2006, c. 12, s. 26(5)
(7) Paragraph 55(7)(a) of the Act is replaced by the following:
(a) the name of any person or entity that is involved in the transaction, attempted transaction, importation or exportation or of any person or entity acting on their behalf, as well as the occupation or business and gender of those persons and the business of those entities;
2006, c. 12, s. 26(6)
(8) Paragraph 55(7)(k) of the Act is replaced by the following:
(k) the grounds on which a person or entity made a report under section 7 about the transaction or attempted transaction and any action taken by the person or entity as a result of the suspicions that led them to make the report;
(9) Subsection 55(7) of the Act is amended by striking out “and” at the end of paragraph (m) and by adding the following after paragraph (n):
(o) information about the importation or exportation that was reported to the Centre under section 20;
(p) if the transaction is carried out by means of an electronic funds transfer as defined in the Proceeds of Crime (Money Laundering) and Terrorist Financing Regulations, information about the transaction that is contained in a report made under section 9 and that is remittance information as defined by the Society for Worldwide Interbank Financial Telecommunication; and
(q) information about the transaction, attempted transaction, importation or exportation, received by the Centre from an institution or agency under an agreement or arrangement referred to in section 56, that constitutes the institution’s or agency’s reasonable grounds to suspect that the information would be relevant to investigating or prosecuting a money laundering offence or a terrorist activity financing offence, or an offence that is substantially similar to either offence.
2001, c. 41, s. 68
283. (1) Subsection 55.1(1) of the Act is replaced by the following:
Disclosure — threats to security of Canada
55.1 (1) If the Centre, on the basis of its analysis and assessment under paragraph 54(1)(c), has reasonable grounds to suspect that designated information would be relevant to threats to the security of Canada, the Centre shall disclose the information to
(a) the Canadian Security Intelligence Serv-ice;
(b) the appropriate police force, if the Centre also has reasonable grounds to suspect that the information is relevant to investigating or prosecuting an offence under Canadian law that the Centre has reasonable grounds to suspect arises out of conduct constituting such a threat;
(c) the Canada Border Services Agency, if the Centre also has reasonable grounds to suspect that the information is relevant to determining whether a person is a person described in sections 34 to 42 of the Immigration and Refugee Protection Act or is relevant to an offence under any of sections 91, 117 to 119, 126 or 127 of that Act; and
(d) the Canada Border Services Agency, if the Centre also has reasonable grounds to suspect that the information is relevant to investigating or prosecuting an offence of smuggling or attempting to smuggle goods subject to duties or an offence related to the importation or exportation of goods that are prohibited, controlled or regulated under the Customs Act or under any other Act of Parliament.

(Records)
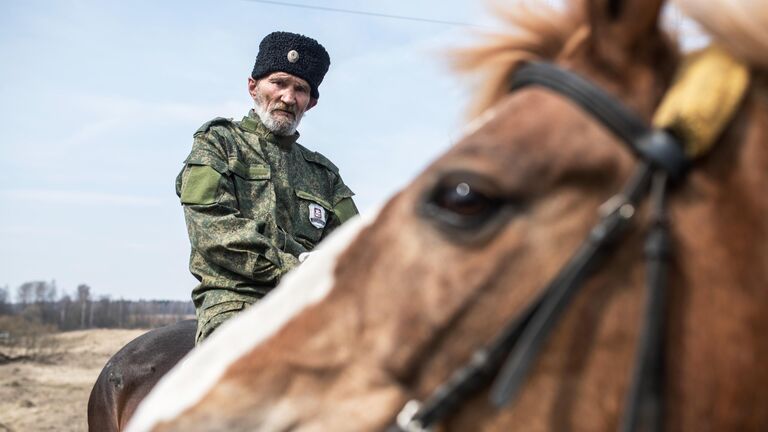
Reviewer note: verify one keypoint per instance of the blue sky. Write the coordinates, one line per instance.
(99, 100)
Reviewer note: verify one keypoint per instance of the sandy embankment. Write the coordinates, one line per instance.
(53, 396)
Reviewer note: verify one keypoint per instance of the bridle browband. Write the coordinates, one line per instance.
(508, 358)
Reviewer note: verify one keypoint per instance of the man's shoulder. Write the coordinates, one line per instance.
(218, 122)
(317, 158)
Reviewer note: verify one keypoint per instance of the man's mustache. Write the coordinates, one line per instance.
(285, 107)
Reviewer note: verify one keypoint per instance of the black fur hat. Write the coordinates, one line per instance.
(294, 54)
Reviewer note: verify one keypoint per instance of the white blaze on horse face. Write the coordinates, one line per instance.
(199, 371)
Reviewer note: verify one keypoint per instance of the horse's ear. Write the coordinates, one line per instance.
(621, 29)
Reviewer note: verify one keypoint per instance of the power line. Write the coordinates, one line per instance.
(373, 14)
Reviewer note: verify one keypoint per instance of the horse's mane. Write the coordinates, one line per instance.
(541, 31)
(740, 25)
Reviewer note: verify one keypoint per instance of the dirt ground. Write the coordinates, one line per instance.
(53, 395)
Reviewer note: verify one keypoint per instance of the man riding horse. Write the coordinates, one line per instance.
(255, 200)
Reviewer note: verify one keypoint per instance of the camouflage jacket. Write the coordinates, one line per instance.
(254, 201)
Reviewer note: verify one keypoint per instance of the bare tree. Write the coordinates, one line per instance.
(25, 293)
(83, 297)
(4, 308)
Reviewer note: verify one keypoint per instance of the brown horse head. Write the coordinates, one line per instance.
(397, 303)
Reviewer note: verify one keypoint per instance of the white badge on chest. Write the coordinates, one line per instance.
(317, 216)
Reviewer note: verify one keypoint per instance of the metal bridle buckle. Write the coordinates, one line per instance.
(405, 418)
(617, 204)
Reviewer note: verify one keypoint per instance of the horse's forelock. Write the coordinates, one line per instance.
(742, 26)
(197, 373)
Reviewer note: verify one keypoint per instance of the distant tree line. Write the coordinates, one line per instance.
(39, 302)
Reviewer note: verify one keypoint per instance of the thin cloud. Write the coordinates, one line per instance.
(80, 197)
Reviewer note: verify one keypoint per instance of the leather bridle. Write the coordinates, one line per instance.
(505, 362)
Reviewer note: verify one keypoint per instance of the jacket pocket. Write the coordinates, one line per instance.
(222, 308)
(253, 189)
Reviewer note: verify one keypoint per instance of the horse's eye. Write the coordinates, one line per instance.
(462, 202)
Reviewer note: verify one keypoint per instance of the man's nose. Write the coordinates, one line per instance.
(288, 96)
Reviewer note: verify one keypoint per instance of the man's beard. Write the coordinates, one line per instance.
(278, 125)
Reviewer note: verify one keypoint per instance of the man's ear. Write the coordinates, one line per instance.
(252, 87)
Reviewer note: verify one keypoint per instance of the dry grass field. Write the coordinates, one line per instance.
(52, 394)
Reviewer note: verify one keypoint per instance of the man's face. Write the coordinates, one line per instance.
(281, 100)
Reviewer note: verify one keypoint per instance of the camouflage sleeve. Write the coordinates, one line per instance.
(344, 207)
(217, 231)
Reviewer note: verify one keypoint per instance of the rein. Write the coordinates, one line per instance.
(663, 159)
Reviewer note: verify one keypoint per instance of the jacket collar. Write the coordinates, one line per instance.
(252, 123)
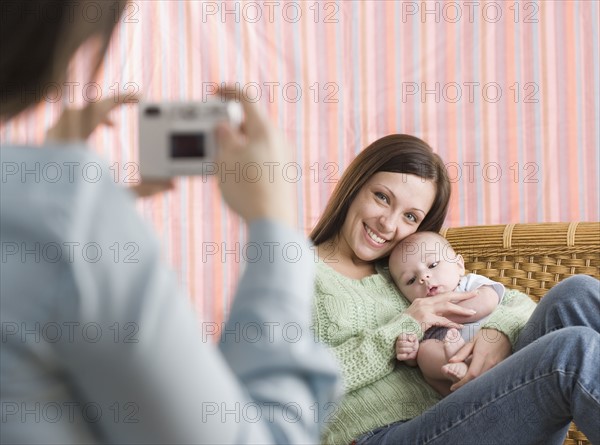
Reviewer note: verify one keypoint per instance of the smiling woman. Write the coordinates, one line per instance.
(385, 195)
(395, 187)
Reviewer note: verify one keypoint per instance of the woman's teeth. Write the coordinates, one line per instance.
(374, 237)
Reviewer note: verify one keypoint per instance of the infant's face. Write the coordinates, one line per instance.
(424, 266)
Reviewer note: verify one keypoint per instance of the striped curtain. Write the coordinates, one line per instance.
(507, 92)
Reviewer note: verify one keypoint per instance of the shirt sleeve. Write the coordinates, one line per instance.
(266, 382)
(511, 315)
(473, 281)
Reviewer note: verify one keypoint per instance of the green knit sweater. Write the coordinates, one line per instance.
(360, 321)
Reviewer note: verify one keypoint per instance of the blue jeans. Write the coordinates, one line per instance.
(533, 395)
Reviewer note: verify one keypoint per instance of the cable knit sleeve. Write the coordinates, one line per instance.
(511, 315)
(360, 321)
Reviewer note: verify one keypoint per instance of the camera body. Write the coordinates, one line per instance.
(177, 138)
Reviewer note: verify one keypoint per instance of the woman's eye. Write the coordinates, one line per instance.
(411, 217)
(382, 197)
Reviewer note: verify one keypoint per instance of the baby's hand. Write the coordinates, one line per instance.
(407, 346)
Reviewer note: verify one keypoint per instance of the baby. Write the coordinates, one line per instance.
(423, 265)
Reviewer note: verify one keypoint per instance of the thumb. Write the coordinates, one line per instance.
(463, 353)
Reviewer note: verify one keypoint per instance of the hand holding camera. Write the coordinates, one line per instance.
(256, 141)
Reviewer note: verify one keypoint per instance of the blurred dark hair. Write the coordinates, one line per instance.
(39, 38)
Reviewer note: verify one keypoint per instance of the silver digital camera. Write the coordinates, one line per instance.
(177, 138)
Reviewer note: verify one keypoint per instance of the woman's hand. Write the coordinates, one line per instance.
(256, 147)
(434, 311)
(407, 347)
(488, 348)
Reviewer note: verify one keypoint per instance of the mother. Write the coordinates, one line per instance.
(395, 187)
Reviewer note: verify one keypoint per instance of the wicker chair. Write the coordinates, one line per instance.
(531, 258)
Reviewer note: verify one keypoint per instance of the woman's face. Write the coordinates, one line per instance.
(388, 208)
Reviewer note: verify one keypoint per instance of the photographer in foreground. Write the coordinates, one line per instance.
(99, 350)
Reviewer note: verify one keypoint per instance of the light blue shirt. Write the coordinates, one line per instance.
(99, 345)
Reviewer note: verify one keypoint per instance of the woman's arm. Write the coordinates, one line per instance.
(494, 342)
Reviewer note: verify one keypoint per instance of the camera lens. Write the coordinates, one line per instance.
(187, 145)
(152, 111)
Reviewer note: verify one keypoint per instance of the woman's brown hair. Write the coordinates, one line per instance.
(396, 153)
(38, 40)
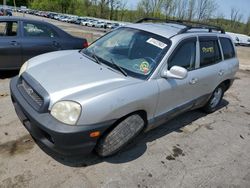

**Written problem**
Continue the statutory amendment text on disclosures by the Centre, starting right after its last provision.

**Result below**
2006, c. 12, s. 27(1)
(2) Paragraph 55.1(3)(a) of the Act is replaced by the following:
(a) the name of any person or entity that is involved in the transaction, attempted transaction, importation or exportation or of any person or entity acting on their behalf, as well as the occupation or business and gender of those persons and the business of those entities;
2006, c. 12, s. 27(2)
(3) Paragraph 55.1(3)(k) of the Act is replaced by the following:
(k) the grounds on which a person or entity made a report under section 7 about the transaction or attempted transaction and any action taken by the person or entity as a result of the suspicions that led them to make the report;
2006, c. 12, s. 27(2)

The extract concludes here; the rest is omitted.